● **The task**: Give all of the material below as a two-column CSV with columns named input and output. Each row holds one line of text in input and its answer in output, each in a single quoted field with line breaks turned into spaces.
-- START OF Extracted data --
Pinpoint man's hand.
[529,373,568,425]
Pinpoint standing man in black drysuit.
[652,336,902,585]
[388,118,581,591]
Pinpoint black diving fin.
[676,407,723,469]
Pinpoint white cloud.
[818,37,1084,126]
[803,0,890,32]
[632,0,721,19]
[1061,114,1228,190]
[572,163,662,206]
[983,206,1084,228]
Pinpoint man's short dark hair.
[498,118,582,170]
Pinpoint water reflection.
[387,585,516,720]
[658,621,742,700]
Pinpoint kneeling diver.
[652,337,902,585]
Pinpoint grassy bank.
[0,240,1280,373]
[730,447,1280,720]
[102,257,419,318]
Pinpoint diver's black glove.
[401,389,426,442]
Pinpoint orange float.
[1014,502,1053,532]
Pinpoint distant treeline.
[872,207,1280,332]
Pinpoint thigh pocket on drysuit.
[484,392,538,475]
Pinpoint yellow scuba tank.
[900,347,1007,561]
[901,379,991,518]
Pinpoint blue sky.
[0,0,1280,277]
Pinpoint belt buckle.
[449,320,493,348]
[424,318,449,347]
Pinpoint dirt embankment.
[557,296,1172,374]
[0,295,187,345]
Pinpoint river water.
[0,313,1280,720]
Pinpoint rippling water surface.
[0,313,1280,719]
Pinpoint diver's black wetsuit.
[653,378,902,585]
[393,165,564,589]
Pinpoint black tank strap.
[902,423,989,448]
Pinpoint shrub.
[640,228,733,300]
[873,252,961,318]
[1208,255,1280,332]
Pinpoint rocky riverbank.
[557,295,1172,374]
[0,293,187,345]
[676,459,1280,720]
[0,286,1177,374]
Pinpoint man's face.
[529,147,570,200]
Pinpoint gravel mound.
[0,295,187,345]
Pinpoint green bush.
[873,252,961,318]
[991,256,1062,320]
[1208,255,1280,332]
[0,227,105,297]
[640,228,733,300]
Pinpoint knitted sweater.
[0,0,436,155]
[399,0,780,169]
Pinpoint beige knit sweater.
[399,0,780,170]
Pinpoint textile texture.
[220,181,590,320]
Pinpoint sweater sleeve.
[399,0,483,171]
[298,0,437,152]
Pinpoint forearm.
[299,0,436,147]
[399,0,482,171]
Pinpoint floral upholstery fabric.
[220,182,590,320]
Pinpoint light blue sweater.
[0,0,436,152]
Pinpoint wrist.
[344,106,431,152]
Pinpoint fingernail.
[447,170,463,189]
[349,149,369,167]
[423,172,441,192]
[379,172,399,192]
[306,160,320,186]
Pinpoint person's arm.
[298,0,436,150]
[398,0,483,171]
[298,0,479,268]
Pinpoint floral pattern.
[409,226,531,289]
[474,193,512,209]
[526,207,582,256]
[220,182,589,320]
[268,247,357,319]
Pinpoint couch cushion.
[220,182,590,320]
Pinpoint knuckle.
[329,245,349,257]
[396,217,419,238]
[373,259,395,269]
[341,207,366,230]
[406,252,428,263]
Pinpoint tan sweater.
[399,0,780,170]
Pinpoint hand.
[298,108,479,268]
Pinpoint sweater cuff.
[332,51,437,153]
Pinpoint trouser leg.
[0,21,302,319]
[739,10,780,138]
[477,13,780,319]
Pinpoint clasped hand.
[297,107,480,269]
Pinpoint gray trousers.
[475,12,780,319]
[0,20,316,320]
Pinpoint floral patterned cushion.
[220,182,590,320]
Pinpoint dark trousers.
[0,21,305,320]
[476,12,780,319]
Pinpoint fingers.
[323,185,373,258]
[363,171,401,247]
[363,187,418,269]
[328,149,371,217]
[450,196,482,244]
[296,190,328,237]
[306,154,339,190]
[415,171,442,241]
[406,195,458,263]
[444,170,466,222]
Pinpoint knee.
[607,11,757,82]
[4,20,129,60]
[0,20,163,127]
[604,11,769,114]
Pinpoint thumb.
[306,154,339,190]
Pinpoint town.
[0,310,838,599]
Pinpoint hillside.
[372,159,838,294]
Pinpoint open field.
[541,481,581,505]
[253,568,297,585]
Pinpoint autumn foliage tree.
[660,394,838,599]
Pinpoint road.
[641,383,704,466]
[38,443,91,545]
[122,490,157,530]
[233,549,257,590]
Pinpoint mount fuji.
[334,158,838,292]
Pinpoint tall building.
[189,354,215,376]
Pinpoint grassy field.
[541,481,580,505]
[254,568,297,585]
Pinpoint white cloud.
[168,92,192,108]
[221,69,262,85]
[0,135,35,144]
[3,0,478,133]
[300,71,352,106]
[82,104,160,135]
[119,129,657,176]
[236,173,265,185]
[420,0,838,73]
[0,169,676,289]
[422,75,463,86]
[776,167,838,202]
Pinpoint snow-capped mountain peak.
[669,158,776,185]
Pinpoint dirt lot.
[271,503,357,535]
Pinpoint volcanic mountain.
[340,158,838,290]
-- END OF Extracted data --
● **Result**:
input,output
"Pinpoint man's hand.","[529,373,568,425]"
"Pinpoint standing man in black drysuit.","[652,336,902,585] [388,118,581,591]"
"Pinpoint black diving fin.","[676,407,723,469]"
"Pinpoint white cloud.","[818,37,1084,126] [803,0,890,32] [632,0,721,19] [1061,114,1228,190] [572,163,662,206] [983,206,1084,228]"
"Pinpoint man's short dark hair.","[498,118,582,170]"
"Pinpoint water reflection.","[387,585,516,720] [658,621,742,700]"
"Pinpoint kneeling diver.","[652,337,902,585]"
"Pinpoint grassy bank.","[0,240,1280,373] [730,447,1280,720] [102,257,419,318]"
"Pinpoint diver's black glove.","[401,389,426,442]"
"Pinpoint orange float.","[1014,502,1053,532]"
"Pinpoint distant treeline.","[872,207,1280,332]"
"Pinpoint thigh pocket on drysuit.","[484,392,538,475]"
"Pinpoint yellow scuba tank.","[900,347,1007,561] [901,379,991,518]"
"Pinpoint blue sky.","[0,0,1280,277]"
"Pinpoint belt buckle.","[449,320,493,348] [424,318,449,347]"
"Pinpoint dirt embankment.","[557,296,1172,374] [0,295,187,345]"
"Pinpoint river water.","[0,313,1280,720]"
"Pinpoint rippling water surface.","[0,313,1280,719]"
"Pinpoint diver's black wetsuit.","[653,378,902,585] [393,165,564,589]"
"Pinpoint black tank strap.","[902,423,989,448]"
"Pinpoint shrub.","[640,228,733,300] [873,252,961,318] [1208,255,1280,332]"
"Pinpoint rocky riverbank.","[557,295,1172,374] [0,293,187,345] [676,459,1280,720] [0,286,1177,374]"
"Pinpoint man's face.","[529,147,570,200]"
"Pinpoint gravel mound.","[0,295,187,345]"
"Pinpoint green bush.","[873,252,961,318] [991,256,1062,320] [1208,255,1280,332] [0,227,105,297] [640,228,733,300]"
"Pinpoint knitted sweater.","[0,0,436,155] [399,0,780,169]"
"Pinpoint beige knit sweater.","[399,0,780,170]"
"Pinpoint textile texture.","[220,181,590,320]"
"Pinpoint sweater sleeve.","[399,0,483,171] [298,0,437,152]"
"Pinpoint forearm.","[299,0,436,147] [399,0,482,171]"
"Pinpoint floral upholstery fabric.","[220,182,590,320]"
"Pinpoint light blue sweater.","[0,0,436,152]"
"Pinpoint wrist.","[344,106,431,152]"
"Pinpoint fingernail.","[447,170,463,189] [349,149,369,167] [423,172,441,192] [379,172,399,192] [306,160,320,186]"
"Pinpoint person's arm.","[298,0,436,150] [398,0,483,171] [298,0,479,268]"
"Pinpoint floral pattern.","[409,226,531,289] [474,193,512,209] [526,207,582,256] [220,182,589,320] [268,247,357,319]"
"Pinpoint couch cushion.","[220,182,590,320]"
"Pinpoint knuckle.","[329,245,349,257] [396,217,419,238] [373,259,395,269] [341,207,366,230] [406,252,428,263]"
"Pinpoint tan sweater.","[399,0,780,170]"
"Pinpoint hand.","[298,108,479,268]"
"Pinpoint sweater cuff.","[332,51,437,153]"
"Pinpoint trouser leg.","[0,21,302,319] [739,10,780,138] [477,13,780,319]"
"Pinpoint clasped hand.","[297,107,480,269]"
"Pinpoint gray trousers.","[475,12,780,319] [0,20,316,320]"
"Pinpoint floral patterned cushion.","[220,182,590,320]"
"Pinpoint dark trousers.","[0,21,305,320] [476,12,780,319]"
"Pinpoint fingers.","[323,185,373,258] [363,171,401,247] [363,187,418,269] [328,149,371,217] [450,196,482,244] [296,190,328,237] [306,154,339,190] [415,171,442,241] [406,195,458,263] [444,170,466,222]"
"Pinpoint knee.","[607,11,757,82] [4,20,129,60] [0,20,163,127] [604,11,769,114]"
"Pinpoint thumb.","[306,154,339,190]"
"Pinpoint town.","[0,310,838,599]"
"Pinpoint hillside.","[372,159,838,294]"
"Pinpoint open field.","[541,481,581,505] [253,568,297,585]"
"Pinpoint autumn foliage tree.","[660,394,838,599]"
"Pinpoint road.","[641,383,704,466] [38,443,91,545] [122,490,157,530] [233,549,257,590]"
"Pinpoint mount fuji.","[334,158,838,292]"
"Pinpoint tall building.","[189,354,215,376]"
"Pinpoint grassy field.","[541,481,580,505] [254,568,297,585]"
"Pinpoint white cloud.","[168,92,192,108] [221,69,262,85] [0,135,35,144] [3,0,478,133] [300,71,352,106] [82,104,160,135] [119,129,657,176] [236,173,265,185] [420,0,838,73] [0,169,676,289] [422,75,463,86] [776,167,838,202]"
"Pinpoint snow-capped mountain peak.","[669,158,776,185]"
"Pinpoint dirt lot.","[271,503,357,535]"
"Pinpoint volcanic mountain.","[340,158,838,290]"